— Start of Records for the exercise —
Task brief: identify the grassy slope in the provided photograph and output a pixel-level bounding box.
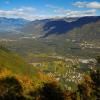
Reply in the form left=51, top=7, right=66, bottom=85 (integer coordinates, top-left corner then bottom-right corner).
left=0, top=48, right=36, bottom=77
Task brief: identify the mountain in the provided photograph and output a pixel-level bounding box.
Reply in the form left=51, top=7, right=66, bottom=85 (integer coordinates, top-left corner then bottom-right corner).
left=64, top=20, right=100, bottom=41
left=22, top=16, right=100, bottom=37
left=0, top=17, right=29, bottom=37
left=0, top=16, right=100, bottom=38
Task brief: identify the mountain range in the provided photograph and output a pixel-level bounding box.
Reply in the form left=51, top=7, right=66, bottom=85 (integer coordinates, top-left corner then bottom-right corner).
left=0, top=16, right=100, bottom=38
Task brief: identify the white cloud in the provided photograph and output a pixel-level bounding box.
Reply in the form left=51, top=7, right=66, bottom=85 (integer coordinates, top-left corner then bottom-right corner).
left=73, top=1, right=100, bottom=9
left=0, top=7, right=36, bottom=20
left=55, top=9, right=96, bottom=17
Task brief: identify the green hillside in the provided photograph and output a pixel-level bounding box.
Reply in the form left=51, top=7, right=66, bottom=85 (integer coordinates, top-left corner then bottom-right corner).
— End of Records for the exercise —
▸ **What you have to do**
Update every one of the records above, replacing "provided photograph" with "attached image" wherever it occurs and keeping everything else unchanged. Leave the pictures out of your version.

▸ **In response**
Task brief: identify the grassy slope in the attached image and output a pixel-level bounding box.
Reply in the form left=51, top=7, right=66, bottom=85 (integer coordinates, top-left corner then bottom-right corner).
left=0, top=48, right=36, bottom=77
Task brief: identify the mountain in the attached image and output a pixel-level bounding box.
Reply in the form left=51, top=7, right=66, bottom=85 (integer coordinates, top-left corner then bottom-right corner).
left=64, top=20, right=100, bottom=41
left=22, top=16, right=100, bottom=37
left=0, top=17, right=29, bottom=37
left=0, top=16, right=100, bottom=38
Task brief: identify the mountain range in the attached image and output a pixel-level bounding box.
Reply in the form left=51, top=7, right=66, bottom=85 (integer coordinates, top-left corner then bottom-right corner).
left=0, top=16, right=100, bottom=38
Task brief: identify the white cloud in the attached image and output a pixel-level bounding box.
Reply in the form left=51, top=7, right=66, bottom=85 (integer coordinates, top-left corner then bottom-right corner).
left=73, top=1, right=100, bottom=9
left=0, top=7, right=36, bottom=20
left=55, top=9, right=96, bottom=17
Task brief: identify the green hillside in the attached image and output a pixel-level bounding box.
Reply in the form left=51, top=7, right=66, bottom=85 (integer coordinates, top-left corner then bottom-right corner).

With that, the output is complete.